### Supplied material

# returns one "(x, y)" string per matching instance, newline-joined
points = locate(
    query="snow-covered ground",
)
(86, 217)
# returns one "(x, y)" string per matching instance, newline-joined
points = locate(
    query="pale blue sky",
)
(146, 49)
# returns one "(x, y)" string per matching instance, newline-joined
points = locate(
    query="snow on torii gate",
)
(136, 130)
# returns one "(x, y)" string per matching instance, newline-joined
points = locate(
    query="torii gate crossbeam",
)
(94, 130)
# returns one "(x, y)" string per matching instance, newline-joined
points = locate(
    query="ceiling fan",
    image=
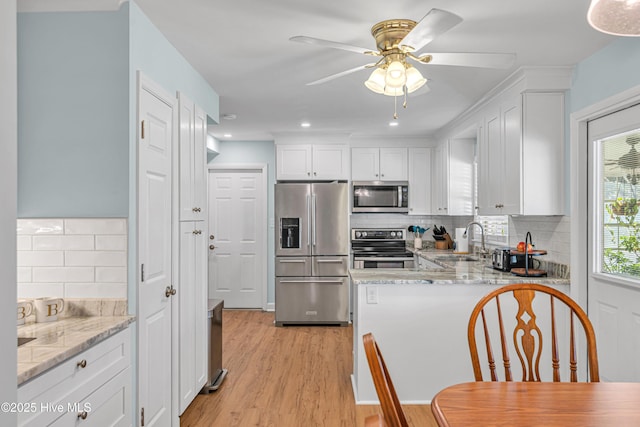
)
(630, 160)
(398, 41)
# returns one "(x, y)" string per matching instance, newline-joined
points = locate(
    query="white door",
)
(237, 237)
(155, 137)
(614, 242)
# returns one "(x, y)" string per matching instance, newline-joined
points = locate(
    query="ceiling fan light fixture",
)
(616, 17)
(396, 76)
(375, 82)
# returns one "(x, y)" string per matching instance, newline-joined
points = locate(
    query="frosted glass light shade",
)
(414, 79)
(375, 82)
(396, 76)
(617, 17)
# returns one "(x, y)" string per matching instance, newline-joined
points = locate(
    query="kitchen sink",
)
(24, 340)
(454, 258)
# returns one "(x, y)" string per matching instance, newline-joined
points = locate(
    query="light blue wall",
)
(256, 152)
(152, 53)
(609, 71)
(73, 149)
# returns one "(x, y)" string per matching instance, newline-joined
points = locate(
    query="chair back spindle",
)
(528, 337)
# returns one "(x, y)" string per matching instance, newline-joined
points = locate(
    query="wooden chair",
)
(392, 413)
(528, 335)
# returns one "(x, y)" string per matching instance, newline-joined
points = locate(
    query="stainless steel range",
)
(380, 248)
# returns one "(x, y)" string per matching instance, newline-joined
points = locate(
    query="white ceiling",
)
(242, 49)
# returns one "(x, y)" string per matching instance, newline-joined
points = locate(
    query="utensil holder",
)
(442, 244)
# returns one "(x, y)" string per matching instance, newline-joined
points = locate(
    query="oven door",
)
(382, 262)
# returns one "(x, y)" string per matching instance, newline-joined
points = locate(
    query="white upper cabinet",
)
(379, 164)
(192, 160)
(420, 181)
(522, 156)
(306, 162)
(453, 177)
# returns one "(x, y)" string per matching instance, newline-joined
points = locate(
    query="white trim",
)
(69, 5)
(263, 168)
(579, 184)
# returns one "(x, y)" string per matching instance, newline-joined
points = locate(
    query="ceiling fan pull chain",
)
(404, 89)
(395, 107)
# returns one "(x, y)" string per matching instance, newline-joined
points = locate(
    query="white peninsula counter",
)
(419, 318)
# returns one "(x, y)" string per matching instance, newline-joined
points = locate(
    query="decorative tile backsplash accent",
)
(72, 257)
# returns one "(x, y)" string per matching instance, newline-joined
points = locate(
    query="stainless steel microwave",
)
(380, 196)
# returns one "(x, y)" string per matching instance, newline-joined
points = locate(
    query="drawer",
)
(321, 300)
(293, 266)
(74, 379)
(330, 266)
(109, 405)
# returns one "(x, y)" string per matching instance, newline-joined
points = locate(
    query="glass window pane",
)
(620, 172)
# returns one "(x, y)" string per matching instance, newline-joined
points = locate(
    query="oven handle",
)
(382, 259)
(312, 281)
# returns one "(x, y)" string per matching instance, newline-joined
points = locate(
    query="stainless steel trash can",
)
(214, 324)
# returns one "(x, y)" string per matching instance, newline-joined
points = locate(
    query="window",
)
(620, 225)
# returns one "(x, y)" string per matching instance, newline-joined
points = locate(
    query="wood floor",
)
(285, 377)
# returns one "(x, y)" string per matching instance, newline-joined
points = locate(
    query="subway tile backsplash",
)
(72, 257)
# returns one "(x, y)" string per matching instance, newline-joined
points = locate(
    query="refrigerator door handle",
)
(308, 220)
(313, 212)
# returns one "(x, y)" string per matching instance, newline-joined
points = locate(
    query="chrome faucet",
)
(483, 251)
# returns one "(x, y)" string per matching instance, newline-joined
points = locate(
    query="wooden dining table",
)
(548, 404)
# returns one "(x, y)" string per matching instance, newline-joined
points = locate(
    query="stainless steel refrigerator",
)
(312, 253)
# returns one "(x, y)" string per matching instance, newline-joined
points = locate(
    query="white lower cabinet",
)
(192, 294)
(92, 388)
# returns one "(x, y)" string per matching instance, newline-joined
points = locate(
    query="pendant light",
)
(616, 17)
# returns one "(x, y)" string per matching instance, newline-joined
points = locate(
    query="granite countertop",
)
(60, 340)
(452, 272)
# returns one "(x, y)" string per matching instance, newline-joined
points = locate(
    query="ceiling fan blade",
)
(480, 60)
(343, 73)
(329, 43)
(433, 24)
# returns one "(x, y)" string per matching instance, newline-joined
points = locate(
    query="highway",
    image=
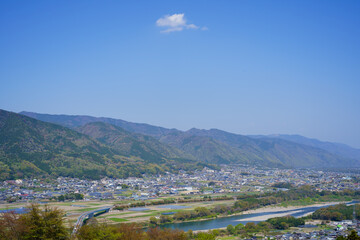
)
(87, 215)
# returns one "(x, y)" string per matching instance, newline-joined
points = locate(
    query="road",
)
(87, 215)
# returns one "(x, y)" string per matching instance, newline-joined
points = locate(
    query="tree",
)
(47, 223)
(231, 230)
(154, 221)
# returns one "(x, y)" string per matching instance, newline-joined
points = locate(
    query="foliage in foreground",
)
(46, 223)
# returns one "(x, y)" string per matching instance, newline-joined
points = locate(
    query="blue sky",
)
(249, 67)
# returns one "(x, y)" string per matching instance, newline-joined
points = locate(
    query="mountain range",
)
(216, 146)
(83, 146)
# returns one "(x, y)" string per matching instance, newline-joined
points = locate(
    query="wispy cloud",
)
(175, 23)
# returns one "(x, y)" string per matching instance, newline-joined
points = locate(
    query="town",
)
(229, 179)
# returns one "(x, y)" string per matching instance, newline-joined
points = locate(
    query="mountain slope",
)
(75, 121)
(275, 151)
(131, 144)
(216, 146)
(29, 147)
(335, 148)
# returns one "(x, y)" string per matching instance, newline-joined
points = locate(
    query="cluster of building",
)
(338, 229)
(207, 181)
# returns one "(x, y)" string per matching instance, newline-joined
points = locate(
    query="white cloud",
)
(175, 23)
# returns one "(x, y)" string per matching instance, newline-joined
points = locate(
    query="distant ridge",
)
(335, 148)
(31, 147)
(217, 146)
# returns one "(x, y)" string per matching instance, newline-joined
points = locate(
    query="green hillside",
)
(29, 147)
(131, 144)
(212, 146)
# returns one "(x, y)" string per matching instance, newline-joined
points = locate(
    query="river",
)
(234, 220)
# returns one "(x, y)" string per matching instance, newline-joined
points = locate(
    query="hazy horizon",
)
(245, 67)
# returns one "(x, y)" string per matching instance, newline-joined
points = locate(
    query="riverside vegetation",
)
(248, 202)
(48, 223)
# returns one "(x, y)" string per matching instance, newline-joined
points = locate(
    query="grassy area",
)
(85, 209)
(7, 208)
(314, 200)
(118, 219)
(228, 238)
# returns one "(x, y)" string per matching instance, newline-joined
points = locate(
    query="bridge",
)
(87, 215)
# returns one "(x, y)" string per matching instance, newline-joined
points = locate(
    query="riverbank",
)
(282, 211)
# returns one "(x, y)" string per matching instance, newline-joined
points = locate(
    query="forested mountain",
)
(211, 146)
(29, 147)
(335, 148)
(131, 144)
(73, 121)
(229, 147)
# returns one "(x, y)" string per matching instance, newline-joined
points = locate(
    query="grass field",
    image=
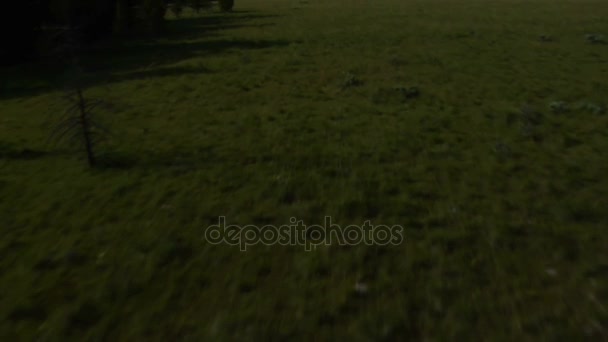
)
(496, 168)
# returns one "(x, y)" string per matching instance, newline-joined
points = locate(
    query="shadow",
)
(138, 57)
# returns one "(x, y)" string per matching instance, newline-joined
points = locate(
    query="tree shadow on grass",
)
(141, 57)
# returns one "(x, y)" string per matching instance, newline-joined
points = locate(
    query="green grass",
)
(255, 116)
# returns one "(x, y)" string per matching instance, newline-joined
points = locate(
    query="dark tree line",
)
(27, 23)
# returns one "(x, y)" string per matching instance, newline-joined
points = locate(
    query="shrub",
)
(226, 5)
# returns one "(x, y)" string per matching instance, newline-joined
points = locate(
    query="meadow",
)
(481, 127)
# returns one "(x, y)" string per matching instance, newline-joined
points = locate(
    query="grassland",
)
(497, 170)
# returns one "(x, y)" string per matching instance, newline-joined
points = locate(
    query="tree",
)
(226, 5)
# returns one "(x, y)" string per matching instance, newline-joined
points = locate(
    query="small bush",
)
(226, 5)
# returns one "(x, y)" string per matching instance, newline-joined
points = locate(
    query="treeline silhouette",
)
(30, 28)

######

What the task requires:
Show the lines from the data above that contain the string "chair".

Response area:
    query="chair back spindle",
    query="wooden chair",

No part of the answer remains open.